What lines of the data hold the string "shore"? Copy them all.
- Opening Delimiter -
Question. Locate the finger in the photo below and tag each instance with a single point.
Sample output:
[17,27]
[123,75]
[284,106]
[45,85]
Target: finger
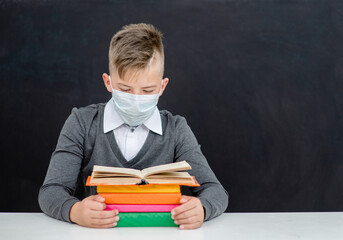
[184,207]
[186,214]
[185,198]
[190,220]
[93,205]
[191,226]
[105,226]
[102,214]
[96,198]
[103,221]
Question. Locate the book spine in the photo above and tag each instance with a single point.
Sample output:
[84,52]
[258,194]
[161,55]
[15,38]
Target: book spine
[141,198]
[141,207]
[139,189]
[146,219]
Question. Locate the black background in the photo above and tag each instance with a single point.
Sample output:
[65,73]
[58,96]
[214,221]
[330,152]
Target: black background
[260,83]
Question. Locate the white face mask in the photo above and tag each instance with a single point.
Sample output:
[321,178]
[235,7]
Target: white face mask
[134,109]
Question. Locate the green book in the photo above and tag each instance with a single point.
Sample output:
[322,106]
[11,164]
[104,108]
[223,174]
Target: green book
[145,219]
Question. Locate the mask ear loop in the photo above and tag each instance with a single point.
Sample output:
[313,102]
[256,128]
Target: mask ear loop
[111,84]
[161,88]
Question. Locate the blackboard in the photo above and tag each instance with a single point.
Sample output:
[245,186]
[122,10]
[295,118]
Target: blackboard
[259,82]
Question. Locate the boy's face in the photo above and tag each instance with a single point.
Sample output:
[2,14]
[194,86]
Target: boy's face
[141,82]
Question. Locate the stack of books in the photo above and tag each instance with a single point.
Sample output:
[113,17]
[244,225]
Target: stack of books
[143,198]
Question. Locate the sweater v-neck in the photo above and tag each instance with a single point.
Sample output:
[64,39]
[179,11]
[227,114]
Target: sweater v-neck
[117,152]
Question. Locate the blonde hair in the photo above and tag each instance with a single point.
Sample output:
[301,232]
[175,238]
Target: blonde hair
[134,47]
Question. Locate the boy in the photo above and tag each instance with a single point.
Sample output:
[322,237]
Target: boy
[129,131]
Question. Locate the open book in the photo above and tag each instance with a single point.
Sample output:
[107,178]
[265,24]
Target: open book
[161,174]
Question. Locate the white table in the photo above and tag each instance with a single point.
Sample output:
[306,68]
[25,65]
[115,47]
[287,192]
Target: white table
[325,226]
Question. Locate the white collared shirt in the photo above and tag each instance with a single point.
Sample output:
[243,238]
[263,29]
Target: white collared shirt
[130,139]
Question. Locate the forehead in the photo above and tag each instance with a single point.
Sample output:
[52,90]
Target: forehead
[149,75]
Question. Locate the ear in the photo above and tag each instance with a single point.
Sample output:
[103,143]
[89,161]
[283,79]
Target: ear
[106,79]
[164,85]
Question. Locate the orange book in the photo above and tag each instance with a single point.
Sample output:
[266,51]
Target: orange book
[141,198]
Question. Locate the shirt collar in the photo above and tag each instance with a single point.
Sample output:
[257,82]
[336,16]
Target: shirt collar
[112,120]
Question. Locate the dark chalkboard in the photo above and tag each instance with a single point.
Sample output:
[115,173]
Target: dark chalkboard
[260,83]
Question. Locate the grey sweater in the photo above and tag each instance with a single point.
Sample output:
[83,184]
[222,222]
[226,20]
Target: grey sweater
[82,144]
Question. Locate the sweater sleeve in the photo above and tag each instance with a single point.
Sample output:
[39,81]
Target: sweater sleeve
[211,193]
[56,194]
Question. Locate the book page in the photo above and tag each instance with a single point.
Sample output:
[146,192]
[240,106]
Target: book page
[99,171]
[170,167]
[167,175]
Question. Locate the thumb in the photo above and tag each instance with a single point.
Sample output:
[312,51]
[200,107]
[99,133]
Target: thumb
[185,198]
[97,198]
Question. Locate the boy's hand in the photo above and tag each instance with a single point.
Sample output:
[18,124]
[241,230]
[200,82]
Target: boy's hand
[90,213]
[190,214]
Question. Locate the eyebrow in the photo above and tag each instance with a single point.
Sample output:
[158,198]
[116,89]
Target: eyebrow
[149,86]
[124,85]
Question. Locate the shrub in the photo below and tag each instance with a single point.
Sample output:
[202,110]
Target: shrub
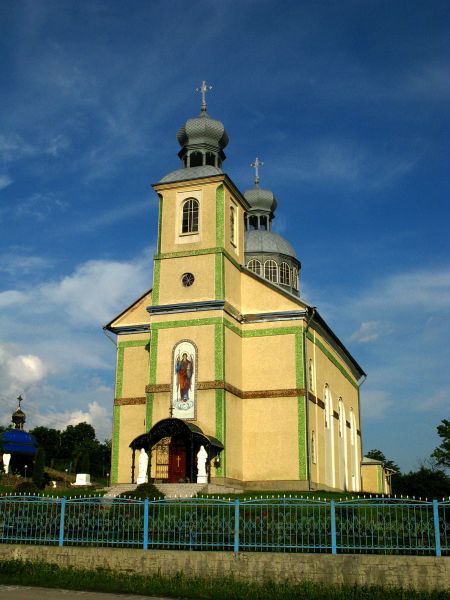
[144,490]
[26,487]
[38,471]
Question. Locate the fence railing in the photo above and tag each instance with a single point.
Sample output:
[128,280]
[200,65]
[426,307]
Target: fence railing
[367,526]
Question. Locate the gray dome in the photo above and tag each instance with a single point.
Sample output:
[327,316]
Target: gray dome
[257,241]
[260,199]
[203,131]
[191,173]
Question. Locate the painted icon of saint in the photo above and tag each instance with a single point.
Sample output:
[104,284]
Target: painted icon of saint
[184,368]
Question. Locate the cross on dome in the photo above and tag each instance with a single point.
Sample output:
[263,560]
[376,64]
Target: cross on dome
[203,89]
[256,166]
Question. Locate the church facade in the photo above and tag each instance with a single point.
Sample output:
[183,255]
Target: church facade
[223,352]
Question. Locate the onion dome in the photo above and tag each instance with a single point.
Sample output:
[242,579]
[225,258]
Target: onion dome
[257,242]
[18,416]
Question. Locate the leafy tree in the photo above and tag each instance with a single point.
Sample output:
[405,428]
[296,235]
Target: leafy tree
[442,452]
[424,483]
[49,440]
[378,455]
[38,470]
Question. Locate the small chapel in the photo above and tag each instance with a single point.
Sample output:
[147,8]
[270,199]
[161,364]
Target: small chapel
[194,351]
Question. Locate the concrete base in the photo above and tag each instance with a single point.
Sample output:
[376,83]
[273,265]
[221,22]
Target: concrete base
[407,572]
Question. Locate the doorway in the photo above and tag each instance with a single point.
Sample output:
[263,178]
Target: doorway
[177,462]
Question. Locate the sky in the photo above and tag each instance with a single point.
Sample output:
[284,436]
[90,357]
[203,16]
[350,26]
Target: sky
[344,102]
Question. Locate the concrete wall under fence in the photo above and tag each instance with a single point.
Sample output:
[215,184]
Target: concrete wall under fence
[409,572]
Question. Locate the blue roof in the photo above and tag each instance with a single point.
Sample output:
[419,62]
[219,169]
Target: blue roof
[18,441]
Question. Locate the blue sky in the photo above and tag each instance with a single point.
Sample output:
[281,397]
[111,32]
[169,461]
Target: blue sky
[345,102]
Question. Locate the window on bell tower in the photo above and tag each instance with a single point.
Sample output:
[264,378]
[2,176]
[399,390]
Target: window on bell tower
[190,216]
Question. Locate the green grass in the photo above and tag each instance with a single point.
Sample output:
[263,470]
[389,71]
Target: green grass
[180,586]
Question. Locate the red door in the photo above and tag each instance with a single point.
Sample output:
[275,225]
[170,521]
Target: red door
[177,463]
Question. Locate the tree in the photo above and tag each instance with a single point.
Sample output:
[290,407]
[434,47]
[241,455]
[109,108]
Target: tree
[49,440]
[38,470]
[442,452]
[378,455]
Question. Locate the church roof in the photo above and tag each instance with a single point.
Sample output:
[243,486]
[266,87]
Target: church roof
[17,440]
[184,173]
[257,241]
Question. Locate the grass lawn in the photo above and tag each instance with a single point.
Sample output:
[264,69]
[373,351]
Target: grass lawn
[44,575]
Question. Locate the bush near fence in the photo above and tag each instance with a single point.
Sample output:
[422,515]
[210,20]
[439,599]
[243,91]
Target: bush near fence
[368,526]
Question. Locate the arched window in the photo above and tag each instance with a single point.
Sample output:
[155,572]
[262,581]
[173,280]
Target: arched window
[255,266]
[233,224]
[190,216]
[271,271]
[341,418]
[328,408]
[285,274]
[253,222]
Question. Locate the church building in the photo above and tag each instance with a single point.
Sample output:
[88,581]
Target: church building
[223,352]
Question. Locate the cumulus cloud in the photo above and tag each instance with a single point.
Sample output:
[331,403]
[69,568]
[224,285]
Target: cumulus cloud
[20,372]
[367,332]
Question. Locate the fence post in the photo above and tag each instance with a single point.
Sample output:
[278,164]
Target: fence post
[333,527]
[437,533]
[236,525]
[145,546]
[61,521]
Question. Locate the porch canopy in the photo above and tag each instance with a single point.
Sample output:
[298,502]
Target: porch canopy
[191,434]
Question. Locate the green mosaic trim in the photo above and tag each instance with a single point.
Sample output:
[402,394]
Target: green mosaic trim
[149,412]
[115,445]
[153,356]
[299,361]
[332,359]
[220,430]
[119,370]
[219,277]
[132,344]
[380,479]
[185,253]
[219,341]
[159,222]
[302,450]
[156,281]
[220,214]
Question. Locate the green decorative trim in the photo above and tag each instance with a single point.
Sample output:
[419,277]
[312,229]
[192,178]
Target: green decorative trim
[220,214]
[186,323]
[119,370]
[301,415]
[159,222]
[156,281]
[153,356]
[115,445]
[132,344]
[219,277]
[299,368]
[149,412]
[332,359]
[220,430]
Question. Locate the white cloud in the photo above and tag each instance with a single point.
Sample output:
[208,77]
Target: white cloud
[367,332]
[20,372]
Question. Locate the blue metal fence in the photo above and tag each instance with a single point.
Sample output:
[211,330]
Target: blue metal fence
[375,525]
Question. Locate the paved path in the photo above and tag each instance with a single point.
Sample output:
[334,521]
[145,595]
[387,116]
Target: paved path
[18,592]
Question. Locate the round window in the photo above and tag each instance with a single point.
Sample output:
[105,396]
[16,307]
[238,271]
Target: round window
[187,279]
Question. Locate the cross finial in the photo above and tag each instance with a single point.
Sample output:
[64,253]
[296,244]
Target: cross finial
[256,166]
[203,89]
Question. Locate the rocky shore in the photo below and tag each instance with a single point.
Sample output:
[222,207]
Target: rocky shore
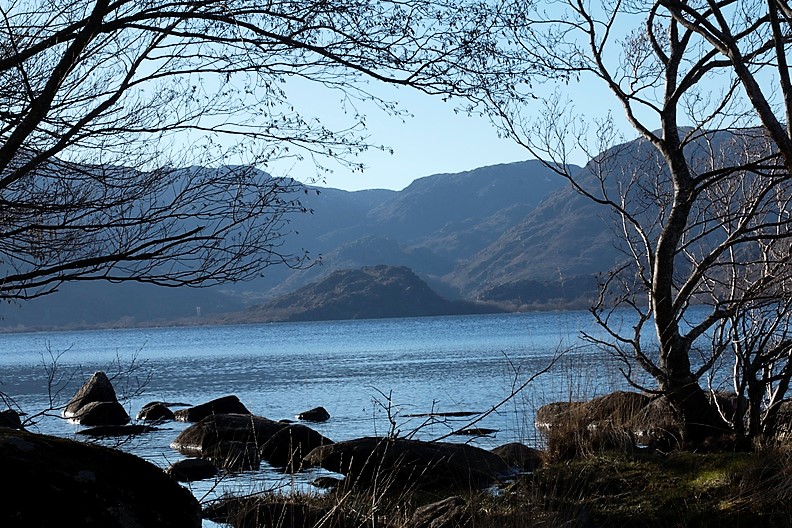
- Closing Delimiter -
### SOLUTION TO THE EXERCISE
Question. Locate the rocky shore in the photo below and tag each instance with a single point.
Target: rocky shore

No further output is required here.